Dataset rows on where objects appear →
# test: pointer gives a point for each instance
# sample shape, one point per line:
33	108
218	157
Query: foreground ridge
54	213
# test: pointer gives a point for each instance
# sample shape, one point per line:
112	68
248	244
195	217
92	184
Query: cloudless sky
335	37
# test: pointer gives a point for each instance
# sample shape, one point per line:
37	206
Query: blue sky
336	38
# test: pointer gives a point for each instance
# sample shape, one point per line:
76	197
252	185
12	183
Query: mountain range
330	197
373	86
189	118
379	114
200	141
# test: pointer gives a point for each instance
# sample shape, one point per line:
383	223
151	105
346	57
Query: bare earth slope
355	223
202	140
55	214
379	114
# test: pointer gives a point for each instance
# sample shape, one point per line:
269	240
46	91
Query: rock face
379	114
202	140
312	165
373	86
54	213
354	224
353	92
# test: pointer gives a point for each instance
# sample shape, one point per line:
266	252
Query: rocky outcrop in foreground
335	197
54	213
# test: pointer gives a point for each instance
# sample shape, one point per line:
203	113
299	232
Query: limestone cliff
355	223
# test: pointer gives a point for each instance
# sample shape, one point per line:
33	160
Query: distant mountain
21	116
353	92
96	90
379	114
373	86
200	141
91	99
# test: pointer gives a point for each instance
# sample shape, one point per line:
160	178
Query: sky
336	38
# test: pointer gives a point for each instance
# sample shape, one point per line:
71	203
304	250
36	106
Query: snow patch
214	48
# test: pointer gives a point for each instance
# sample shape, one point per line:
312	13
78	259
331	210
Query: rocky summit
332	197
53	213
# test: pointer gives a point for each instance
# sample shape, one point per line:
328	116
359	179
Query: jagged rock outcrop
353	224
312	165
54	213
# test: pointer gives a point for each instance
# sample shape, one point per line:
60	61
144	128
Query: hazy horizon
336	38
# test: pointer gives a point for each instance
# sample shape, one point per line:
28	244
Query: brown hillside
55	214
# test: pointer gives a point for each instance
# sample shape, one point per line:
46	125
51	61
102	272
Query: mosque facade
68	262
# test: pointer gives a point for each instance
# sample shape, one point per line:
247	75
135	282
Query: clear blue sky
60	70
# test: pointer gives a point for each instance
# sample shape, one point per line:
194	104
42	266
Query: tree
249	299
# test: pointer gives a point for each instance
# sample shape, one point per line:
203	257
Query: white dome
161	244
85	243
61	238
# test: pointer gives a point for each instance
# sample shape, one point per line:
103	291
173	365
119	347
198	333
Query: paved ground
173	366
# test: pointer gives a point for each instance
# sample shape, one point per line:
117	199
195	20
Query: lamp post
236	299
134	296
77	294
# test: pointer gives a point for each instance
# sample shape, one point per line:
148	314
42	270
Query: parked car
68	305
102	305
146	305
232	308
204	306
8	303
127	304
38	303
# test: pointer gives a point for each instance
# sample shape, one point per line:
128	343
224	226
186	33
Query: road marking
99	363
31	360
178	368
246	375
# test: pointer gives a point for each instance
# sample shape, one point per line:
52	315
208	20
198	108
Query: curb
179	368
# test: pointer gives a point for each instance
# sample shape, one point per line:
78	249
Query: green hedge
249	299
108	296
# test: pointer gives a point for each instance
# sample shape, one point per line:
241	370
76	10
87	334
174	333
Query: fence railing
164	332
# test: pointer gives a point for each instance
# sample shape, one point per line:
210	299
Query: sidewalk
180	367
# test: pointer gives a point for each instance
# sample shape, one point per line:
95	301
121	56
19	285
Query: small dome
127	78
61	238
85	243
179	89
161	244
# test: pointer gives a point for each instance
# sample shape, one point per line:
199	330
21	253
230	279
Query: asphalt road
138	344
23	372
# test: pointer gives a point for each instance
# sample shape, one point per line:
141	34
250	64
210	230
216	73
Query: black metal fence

PROBLEM →
Set down every record above exactly as given.

RESPONSE TO THIS TASK →
# test: pointer gives a point for each instance
# sample shape, one point per line:
33	108
218	157
Query: foreground ridge
54	213
# test: pointer gives a point for each instance
# sample shape, one point per line:
112	68
248	244
195	217
92	184
Query: cloudless sky
335	37
# test: pointer gives a point for each instance
# sample shape, one point per line:
37	206
Query: blue sky
336	38
# test: pointer gives a point for each instance
# sample shape, one point per line:
76	197
252	185
12	183
Query: mountain range
330	197
373	86
189	118
379	114
200	141
# test: pointer gives a point for each instance
# sample shape, one point per line:
383	223
151	105
346	57
Query: bare earth slope
355	223
202	140
55	214
379	114
# test: pointer gives a point for each instance
# sample shape, one point per line:
269	240
46	91
Query: rock face
379	114
202	140
312	165
373	86
54	213
354	224
353	92
# test: pointer gives a point for each instance
# sample shape, one point per line:
266	252
Query: rocky outcrop in foreground
335	197
54	213
# test: pointer gives a point for each instance
# sample shape, one point per line:
203	113
299	232
Query: limestone cliff
355	223
# test: pointer gives a point for each instance
# sample shape, one point per line:
33	160
Query: distant mountain
21	116
353	92
96	90
379	114
373	86
200	141
91	99
# test: pointer gives a point for each instance
# sample shape, one point per line:
160	178
Query: sky
336	38
# test: pointer gives a point for each instance
# sample shape, one point per line:
71	203
304	250
36	106
Query: snow patch
214	48
# test: pointer gives a point for each instance
# sample shape, one point per line:
312	13
78	259
331	210
Query: rocky summit
332	197
53	213
# test: pointer gives a point for each instance
# sample shape, one point per line:
328	116
359	179
Query: jagged rock outcrop
353	224
312	165
54	213
# test: pointer gives a point for each instance
# sample shape, one point per line:
60	61
144	128
Query: hazy horizon
336	38
# test: pointer gives a point for each instance
# sample shape, one point per line:
28	244
Query: brown hillside
55	214
# test: pointer gives a point for each instance
# sample shape, one point per line:
46	125
51	61
102	272
Query: mosque facade
68	262
# test: pointer gives a point for each instance
# sample shape, one point per line:
247	75
135	282
Query: clear blue sky
60	70
# test: pointer gives a point for each instance
# sample shape, one point per line:
194	104
42	266
Query: tree
249	299
# test: pointer gives a point for each instance
# sample shape, one point per line:
203	257
Query: white dome
161	244
85	243
61	238
# test: pointer gives a point for each instance
# sample shape, one point per line:
103	291
173	365
119	347
198	333
Query: paved ground
173	366
# test: pointer gives a point for each instance
# sample shape, one point per line:
117	199
195	20
Query: lamp post
236	299
134	296
77	294
# test: pointer gives a point for each instance
# sample shape, one point per line:
148	314
42	270
Query: parked car
68	305
102	305
146	305
232	308
204	306
8	303
127	304
38	303
# test: pointer gives a point for each instance
# sample shape, one point per line:
128	343
224	226
186	33
Query: road marking
99	363
31	360
178	368
246	375
# test: pointer gives a point for each instance
# sample shape, one point per line:
52	315
208	20
198	108
Query: curb
179	368
# test: pointer gives a point for each instance
# sample shape, one point per line:
78	249
Query: green hedge
249	299
108	296
# test: pointer gives a point for each instance
# sample shape, one point per line:
241	370
76	10
87	334
174	333
Query: fence railing
164	332
# test: pointer gives a point for each instance
# sample shape, one point per line:
210	299
Query: sidewalk
180	367
# test: pointer gives a point for each instance
# sample shape, one point per line:
95	301
121	56
19	285
Query: small dome
127	78
61	238
85	243
179	89
161	244
# test: pointer gives a point for each instance
# sample shape, one point per line:
199	330
21	253
230	279
Query: asphalt road
138	344
23	372
# test: pointer gives a point for each instance
# sample shape, one point per line:
141	34
250	64
210	230
216	73
Query: black metal fence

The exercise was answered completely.